▶ _Verständnis prüfen_
a) Wie viele Menschen gehören laut dem Text über die Schweizer Eliten hierzulande zur Elite?
b) Prüfen Sie, ob die folgenden Aussagen mit dem Text über die Schweizer Eliten übereinstimmen. Beantworten Sie jede mit Ja oder Nein, und zitieren Sie den entscheidenden Wortlaut des Textes: (i) Die einflussreichen Kreise der Schweiz werden neben einer Autobahn erforscht. (ii) Weniger als die Hälfte der SP-Fraktion hat einen Hochschulabschluss. (iii) Die Wirtschaft ist im Parlament nur schwach vertreten.
c) Schreiben Sie den Text über die Schweizer Eliten im Anschluss an seinen letzten Satz weiter.

▶ _Ausgewählter Auszug_
————

Darum gehts
- Schweizer Eliten werden an der Uni Lausanne erforscht. Einfluss auf wichtige Entscheidungen
- Wirtschaft stark im Parlament vertreten. Parlamentarier sind selbst die grössten Lobbyisten
- Fast 80 Prozent der SP-Fraktion haben Hochschulabschluss. SVP hat am meisten Parlamentarier ohne
Die mächtigen, einflussreichen Kreise in der Schweiz werden direkt neben einer Autobahn erforscht. An der Uni Lausanne beschäftigt sich Felix Bühlmann (50) mit der Elite in Wirtschaft, Politik und Verwaltung. «Ein paar Hundert» Menschen seien es, die hierzulande dazugehören.

————

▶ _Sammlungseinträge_
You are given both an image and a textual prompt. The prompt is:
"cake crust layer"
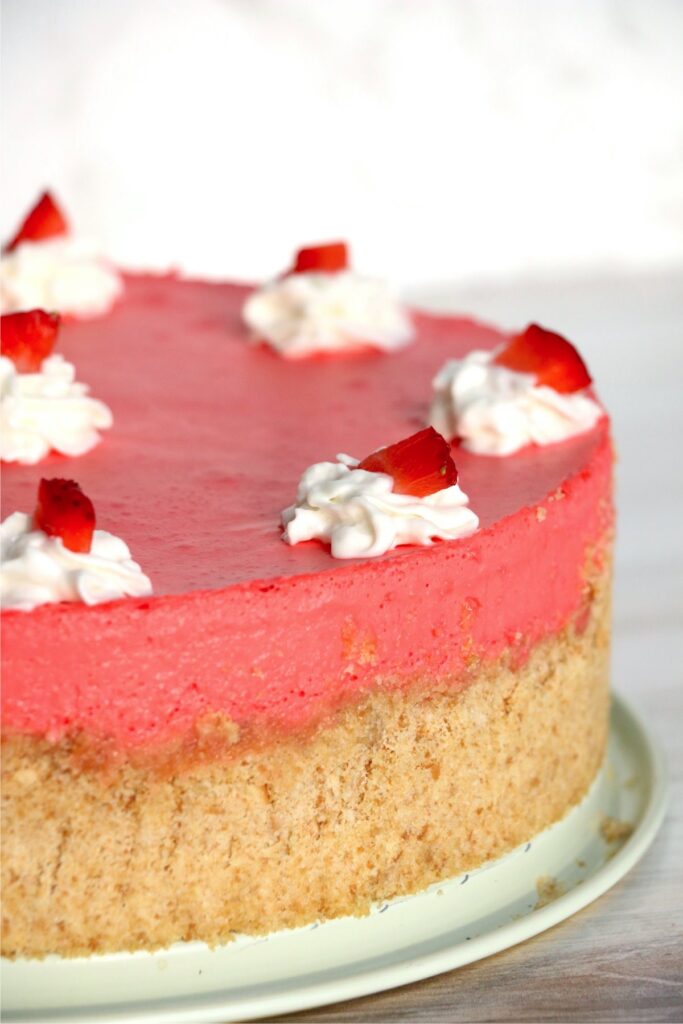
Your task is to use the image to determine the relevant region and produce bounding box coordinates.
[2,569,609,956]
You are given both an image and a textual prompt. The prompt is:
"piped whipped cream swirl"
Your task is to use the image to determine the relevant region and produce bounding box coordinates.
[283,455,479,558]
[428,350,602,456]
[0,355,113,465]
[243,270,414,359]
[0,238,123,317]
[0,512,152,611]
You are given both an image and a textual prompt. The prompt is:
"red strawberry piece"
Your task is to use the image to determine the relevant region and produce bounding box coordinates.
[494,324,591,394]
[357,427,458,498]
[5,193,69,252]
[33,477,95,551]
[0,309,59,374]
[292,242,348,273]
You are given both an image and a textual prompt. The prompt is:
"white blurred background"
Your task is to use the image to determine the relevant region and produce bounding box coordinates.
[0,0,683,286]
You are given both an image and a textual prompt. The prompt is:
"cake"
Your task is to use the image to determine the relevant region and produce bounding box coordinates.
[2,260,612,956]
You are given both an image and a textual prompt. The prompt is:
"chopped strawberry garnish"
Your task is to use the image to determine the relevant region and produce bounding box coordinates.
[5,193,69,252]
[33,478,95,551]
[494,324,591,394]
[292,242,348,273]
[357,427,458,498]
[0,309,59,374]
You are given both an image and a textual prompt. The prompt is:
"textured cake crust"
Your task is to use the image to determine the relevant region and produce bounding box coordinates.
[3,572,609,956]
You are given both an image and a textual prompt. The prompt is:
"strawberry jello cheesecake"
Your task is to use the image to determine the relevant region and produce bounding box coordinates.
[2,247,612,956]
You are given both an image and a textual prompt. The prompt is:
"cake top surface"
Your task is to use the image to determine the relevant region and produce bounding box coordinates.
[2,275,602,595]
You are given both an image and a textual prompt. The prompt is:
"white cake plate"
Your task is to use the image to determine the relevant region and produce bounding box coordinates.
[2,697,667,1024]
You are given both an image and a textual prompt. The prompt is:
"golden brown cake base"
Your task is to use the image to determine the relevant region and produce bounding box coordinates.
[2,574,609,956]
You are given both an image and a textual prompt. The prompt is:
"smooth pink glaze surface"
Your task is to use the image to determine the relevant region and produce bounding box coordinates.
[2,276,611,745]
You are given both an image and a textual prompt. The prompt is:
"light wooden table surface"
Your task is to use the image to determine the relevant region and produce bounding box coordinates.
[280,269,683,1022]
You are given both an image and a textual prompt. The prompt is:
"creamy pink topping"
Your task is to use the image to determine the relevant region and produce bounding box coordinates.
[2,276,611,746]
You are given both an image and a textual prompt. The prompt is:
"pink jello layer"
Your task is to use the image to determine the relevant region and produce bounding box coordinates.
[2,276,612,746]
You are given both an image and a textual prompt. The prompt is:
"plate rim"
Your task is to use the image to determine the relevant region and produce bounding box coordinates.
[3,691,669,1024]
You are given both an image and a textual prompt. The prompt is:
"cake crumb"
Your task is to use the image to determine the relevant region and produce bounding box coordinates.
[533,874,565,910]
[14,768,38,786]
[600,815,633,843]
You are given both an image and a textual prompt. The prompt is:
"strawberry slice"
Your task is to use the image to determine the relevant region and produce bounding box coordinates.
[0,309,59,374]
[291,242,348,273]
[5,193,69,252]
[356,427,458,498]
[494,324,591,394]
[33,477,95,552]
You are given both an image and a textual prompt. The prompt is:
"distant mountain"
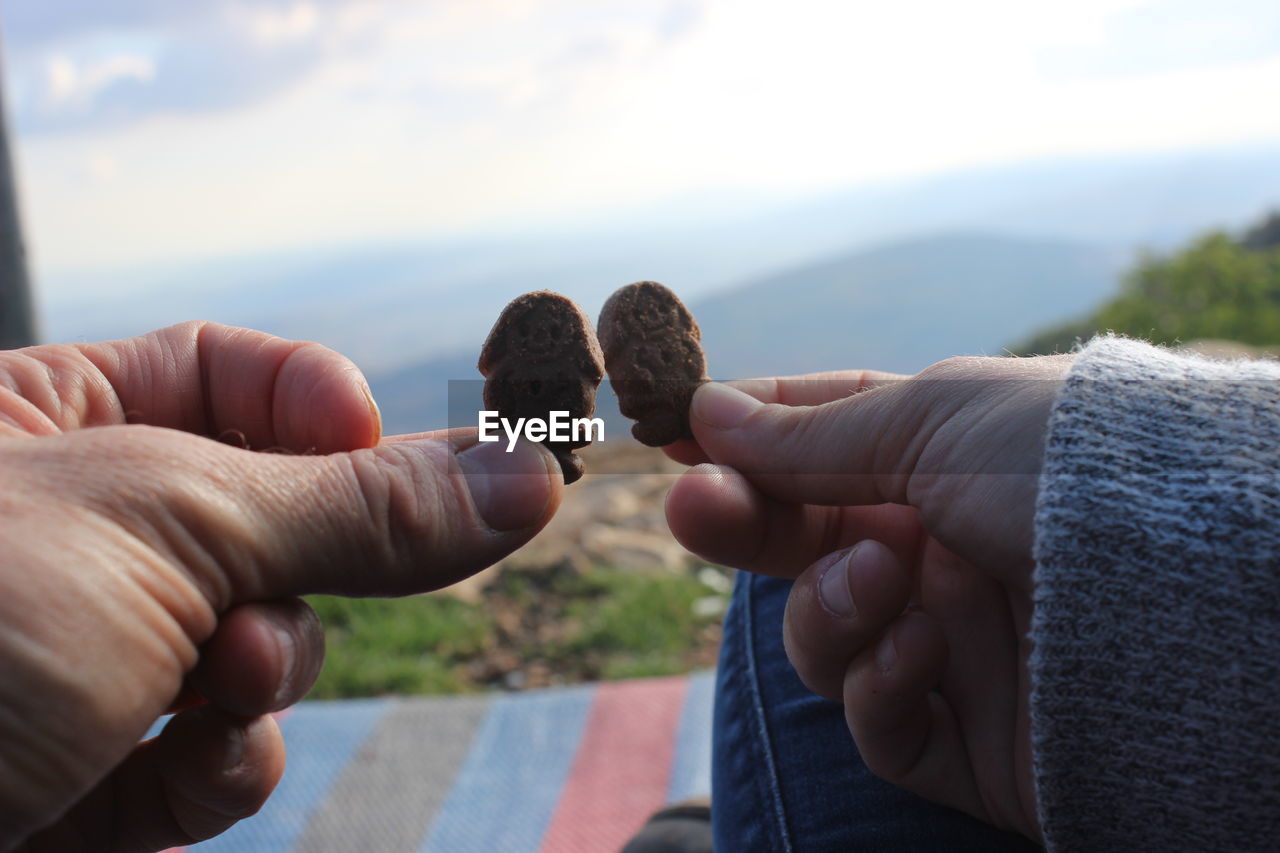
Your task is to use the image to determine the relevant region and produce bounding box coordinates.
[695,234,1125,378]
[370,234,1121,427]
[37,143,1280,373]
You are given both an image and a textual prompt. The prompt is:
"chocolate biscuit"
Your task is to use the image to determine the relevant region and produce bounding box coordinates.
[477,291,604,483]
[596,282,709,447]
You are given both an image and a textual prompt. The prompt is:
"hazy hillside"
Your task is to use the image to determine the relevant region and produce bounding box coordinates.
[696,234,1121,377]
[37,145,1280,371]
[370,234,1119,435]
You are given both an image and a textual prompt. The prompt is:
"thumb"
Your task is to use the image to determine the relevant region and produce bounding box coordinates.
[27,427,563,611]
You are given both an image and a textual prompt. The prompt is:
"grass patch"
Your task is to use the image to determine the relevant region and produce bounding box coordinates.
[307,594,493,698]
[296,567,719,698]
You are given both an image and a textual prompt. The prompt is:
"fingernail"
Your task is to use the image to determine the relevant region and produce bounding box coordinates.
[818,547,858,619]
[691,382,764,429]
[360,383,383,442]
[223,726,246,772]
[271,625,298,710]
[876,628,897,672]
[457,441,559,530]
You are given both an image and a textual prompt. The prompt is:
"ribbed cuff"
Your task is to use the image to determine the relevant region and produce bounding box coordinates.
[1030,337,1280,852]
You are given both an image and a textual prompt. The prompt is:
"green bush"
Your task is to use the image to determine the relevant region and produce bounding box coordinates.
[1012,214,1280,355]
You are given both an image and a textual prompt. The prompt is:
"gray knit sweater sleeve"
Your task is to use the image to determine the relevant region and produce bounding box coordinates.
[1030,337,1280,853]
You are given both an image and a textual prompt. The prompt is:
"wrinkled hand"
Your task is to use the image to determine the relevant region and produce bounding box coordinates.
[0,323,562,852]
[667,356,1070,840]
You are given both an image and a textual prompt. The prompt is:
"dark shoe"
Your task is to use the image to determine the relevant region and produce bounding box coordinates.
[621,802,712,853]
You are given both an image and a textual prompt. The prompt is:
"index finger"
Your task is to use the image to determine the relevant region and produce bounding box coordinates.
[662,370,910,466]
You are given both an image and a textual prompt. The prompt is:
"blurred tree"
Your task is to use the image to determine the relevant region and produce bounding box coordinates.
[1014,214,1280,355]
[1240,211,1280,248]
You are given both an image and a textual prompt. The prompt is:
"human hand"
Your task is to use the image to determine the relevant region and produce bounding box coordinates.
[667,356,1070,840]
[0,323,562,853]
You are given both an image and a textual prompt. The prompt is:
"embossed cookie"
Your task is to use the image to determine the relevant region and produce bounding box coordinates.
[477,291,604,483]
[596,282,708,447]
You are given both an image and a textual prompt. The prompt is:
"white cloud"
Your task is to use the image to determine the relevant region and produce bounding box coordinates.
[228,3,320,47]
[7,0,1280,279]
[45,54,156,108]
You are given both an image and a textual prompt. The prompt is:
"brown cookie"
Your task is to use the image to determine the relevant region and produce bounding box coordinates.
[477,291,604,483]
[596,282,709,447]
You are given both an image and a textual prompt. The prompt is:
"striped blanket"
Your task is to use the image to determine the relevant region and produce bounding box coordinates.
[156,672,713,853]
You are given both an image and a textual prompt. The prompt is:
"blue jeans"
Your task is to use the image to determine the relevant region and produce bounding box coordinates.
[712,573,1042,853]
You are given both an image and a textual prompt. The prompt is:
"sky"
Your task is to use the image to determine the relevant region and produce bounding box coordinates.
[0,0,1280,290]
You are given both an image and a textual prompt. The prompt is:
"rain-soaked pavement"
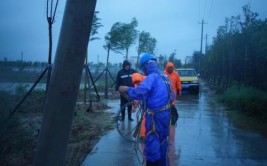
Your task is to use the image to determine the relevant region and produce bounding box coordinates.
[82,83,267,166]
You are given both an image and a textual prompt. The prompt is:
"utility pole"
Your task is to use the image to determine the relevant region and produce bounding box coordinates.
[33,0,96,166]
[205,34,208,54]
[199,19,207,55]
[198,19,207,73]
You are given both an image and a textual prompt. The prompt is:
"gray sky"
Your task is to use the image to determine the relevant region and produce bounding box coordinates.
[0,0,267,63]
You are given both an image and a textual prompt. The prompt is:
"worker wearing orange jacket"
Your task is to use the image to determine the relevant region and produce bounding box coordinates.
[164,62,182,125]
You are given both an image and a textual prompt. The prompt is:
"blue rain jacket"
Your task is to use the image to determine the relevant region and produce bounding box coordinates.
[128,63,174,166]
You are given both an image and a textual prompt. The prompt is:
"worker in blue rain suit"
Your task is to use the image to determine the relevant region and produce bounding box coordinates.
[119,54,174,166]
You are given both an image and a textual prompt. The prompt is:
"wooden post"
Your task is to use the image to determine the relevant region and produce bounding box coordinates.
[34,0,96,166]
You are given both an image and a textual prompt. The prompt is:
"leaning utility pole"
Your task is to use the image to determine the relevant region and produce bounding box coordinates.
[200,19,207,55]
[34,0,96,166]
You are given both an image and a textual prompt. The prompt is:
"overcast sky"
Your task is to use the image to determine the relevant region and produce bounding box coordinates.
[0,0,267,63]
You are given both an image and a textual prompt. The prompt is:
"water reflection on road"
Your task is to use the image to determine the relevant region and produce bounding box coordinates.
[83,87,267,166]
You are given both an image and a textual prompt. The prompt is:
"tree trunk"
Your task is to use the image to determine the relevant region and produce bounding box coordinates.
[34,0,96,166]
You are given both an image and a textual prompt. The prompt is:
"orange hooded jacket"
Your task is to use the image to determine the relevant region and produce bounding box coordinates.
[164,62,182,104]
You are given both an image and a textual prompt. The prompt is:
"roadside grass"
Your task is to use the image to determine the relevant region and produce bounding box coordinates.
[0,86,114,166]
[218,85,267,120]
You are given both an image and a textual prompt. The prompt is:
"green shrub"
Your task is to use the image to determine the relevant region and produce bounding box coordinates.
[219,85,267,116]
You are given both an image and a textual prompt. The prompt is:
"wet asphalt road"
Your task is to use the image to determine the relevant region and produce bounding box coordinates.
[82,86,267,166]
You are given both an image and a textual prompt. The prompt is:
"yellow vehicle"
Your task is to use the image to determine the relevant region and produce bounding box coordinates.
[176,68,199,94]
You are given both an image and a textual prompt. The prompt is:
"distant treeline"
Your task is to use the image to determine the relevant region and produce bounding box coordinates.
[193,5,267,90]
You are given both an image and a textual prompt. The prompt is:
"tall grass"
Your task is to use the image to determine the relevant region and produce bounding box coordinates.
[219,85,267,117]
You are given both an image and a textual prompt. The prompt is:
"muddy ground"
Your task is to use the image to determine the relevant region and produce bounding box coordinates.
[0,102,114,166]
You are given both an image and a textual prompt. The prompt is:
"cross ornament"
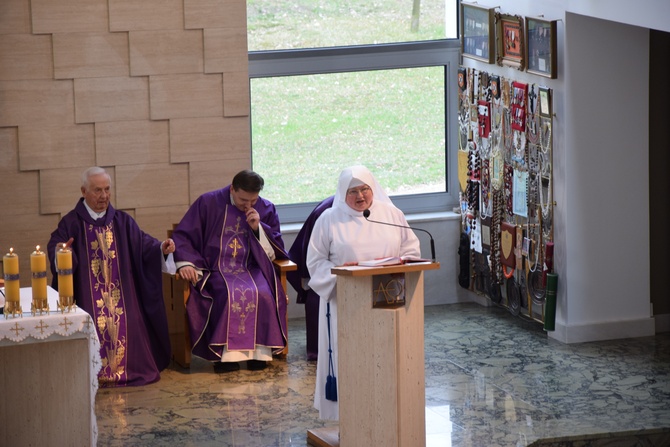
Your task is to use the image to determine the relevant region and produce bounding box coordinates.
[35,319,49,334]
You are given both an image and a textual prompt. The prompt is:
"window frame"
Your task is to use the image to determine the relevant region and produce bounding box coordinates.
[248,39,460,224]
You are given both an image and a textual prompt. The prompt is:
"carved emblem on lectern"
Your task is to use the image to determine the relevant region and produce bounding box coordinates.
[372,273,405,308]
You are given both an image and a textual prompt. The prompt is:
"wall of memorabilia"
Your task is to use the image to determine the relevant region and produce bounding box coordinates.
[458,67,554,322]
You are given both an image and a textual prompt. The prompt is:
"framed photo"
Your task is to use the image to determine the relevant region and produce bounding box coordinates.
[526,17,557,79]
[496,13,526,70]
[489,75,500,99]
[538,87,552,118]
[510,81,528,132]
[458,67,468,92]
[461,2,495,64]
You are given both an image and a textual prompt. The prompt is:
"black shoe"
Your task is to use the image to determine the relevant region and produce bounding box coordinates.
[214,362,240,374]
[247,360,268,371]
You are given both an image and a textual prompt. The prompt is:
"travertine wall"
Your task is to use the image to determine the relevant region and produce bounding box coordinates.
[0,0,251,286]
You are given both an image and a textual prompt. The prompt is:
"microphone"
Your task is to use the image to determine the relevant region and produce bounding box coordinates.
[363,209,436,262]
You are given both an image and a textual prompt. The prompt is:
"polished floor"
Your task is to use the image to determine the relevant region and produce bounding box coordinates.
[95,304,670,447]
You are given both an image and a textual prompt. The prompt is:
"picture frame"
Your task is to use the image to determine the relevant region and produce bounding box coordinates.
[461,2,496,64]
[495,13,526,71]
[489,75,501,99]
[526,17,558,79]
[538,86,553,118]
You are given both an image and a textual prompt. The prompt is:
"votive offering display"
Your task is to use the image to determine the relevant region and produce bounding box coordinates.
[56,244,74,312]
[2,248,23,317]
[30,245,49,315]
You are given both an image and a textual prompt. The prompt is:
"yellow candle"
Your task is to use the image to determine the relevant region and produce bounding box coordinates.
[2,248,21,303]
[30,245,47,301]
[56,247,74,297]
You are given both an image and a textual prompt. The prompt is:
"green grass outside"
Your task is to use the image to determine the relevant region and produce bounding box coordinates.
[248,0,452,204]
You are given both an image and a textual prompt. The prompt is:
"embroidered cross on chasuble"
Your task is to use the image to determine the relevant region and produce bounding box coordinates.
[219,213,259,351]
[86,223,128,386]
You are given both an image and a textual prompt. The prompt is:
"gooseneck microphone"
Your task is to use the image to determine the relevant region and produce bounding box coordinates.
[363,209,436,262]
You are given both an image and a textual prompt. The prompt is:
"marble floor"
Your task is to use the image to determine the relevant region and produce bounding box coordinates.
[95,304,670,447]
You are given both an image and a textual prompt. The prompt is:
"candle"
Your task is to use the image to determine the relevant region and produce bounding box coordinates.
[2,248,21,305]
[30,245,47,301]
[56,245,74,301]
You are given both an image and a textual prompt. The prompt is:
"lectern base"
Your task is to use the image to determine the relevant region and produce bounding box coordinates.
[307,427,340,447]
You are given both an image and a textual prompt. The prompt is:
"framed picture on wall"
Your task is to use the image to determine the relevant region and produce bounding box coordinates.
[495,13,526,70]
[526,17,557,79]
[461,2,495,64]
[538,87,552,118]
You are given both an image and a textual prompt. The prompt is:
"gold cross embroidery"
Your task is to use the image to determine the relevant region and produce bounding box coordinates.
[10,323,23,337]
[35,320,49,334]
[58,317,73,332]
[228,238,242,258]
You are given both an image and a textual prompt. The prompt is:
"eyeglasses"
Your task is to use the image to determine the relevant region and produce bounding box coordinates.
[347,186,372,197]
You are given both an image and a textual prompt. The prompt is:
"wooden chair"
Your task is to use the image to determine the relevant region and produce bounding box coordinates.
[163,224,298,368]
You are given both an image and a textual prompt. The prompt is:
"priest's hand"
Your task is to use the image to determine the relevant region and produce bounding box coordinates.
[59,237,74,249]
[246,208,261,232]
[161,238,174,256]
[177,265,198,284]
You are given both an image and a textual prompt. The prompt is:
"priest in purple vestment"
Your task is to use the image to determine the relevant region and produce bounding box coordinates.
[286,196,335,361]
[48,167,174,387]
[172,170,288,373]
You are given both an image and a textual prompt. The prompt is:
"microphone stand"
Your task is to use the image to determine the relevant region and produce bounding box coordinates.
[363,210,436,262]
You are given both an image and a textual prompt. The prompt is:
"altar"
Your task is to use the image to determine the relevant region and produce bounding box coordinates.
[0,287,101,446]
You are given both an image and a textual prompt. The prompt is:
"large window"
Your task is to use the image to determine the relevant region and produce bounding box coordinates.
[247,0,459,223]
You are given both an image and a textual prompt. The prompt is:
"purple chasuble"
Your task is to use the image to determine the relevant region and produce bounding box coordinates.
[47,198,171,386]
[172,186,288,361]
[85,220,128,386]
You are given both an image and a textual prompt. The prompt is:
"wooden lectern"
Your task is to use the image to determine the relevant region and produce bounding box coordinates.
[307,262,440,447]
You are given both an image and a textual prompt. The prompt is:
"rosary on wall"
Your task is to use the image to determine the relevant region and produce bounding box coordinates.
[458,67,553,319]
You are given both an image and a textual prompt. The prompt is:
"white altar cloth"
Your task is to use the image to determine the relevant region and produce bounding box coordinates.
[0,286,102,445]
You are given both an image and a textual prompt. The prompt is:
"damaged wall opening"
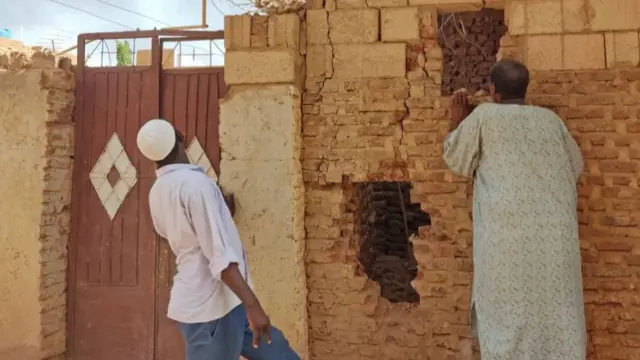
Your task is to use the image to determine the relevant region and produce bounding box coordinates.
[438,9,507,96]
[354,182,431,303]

————

▶ _Lösungen_
a) «Ein paar Hundert» Menschen.

b)
(i) Ja: «Die mächtigen, einflussreichen Kreise in der Schweiz werden direkt neben einer Autobahn erforscht.»
(ii) Nein: «Fast 80 Prozent der SP-Fraktion haben Hochschulabschluss.»
(iii) Nein: «Wirtschaft stark im Parlament vertreten.»

c)
«Zur Elite gehört, wer Einfluss auf wichtige Entscheidungen im Land hat. Das können die Chefs grosser Firmen sein, aber auch Parlamentarier, Bundesräte oder Amtsdirektoren», sagt Bühlmann. Ein Ranking gebe es nicht. Klar ist etwa: Parteipräsidenten und Fraktionschefs seien einflussreicher als Hinterbänkler. Bei den grossen Firmen sieht der Professor eine Konzentration an der Spitze: UBS, Nestlé, Roche und Novartis sind deutlich grösser als andere Firmen. Dementsprechend haben UBS-Boss Sergio Ermotti (65), Roche-Chef Thomas Schinecker (50), Novartis-CEO Vasant Narasimhan (49) und Co. auch mehr Einfluss.
Vom Hinterzimmer zum Powerplay
Doch welche Rolle spielen die Eliten überhaupt in der Politik? Schliesslich kann jeder Entscheid durch das Volk wieder gekippt werden. Bühlmann sagt: «Die Wirtschaft ist im Parlament stark vertreten. Die Parlamentarier sind durch ihre Jobs stark vernetzt und selbst die grössten Lobbyisten.» Wer eine Initiative starte oder das Referendum lancieren will, braucht dafür viel Geld. «Das kommt aus der Wirtschaft.»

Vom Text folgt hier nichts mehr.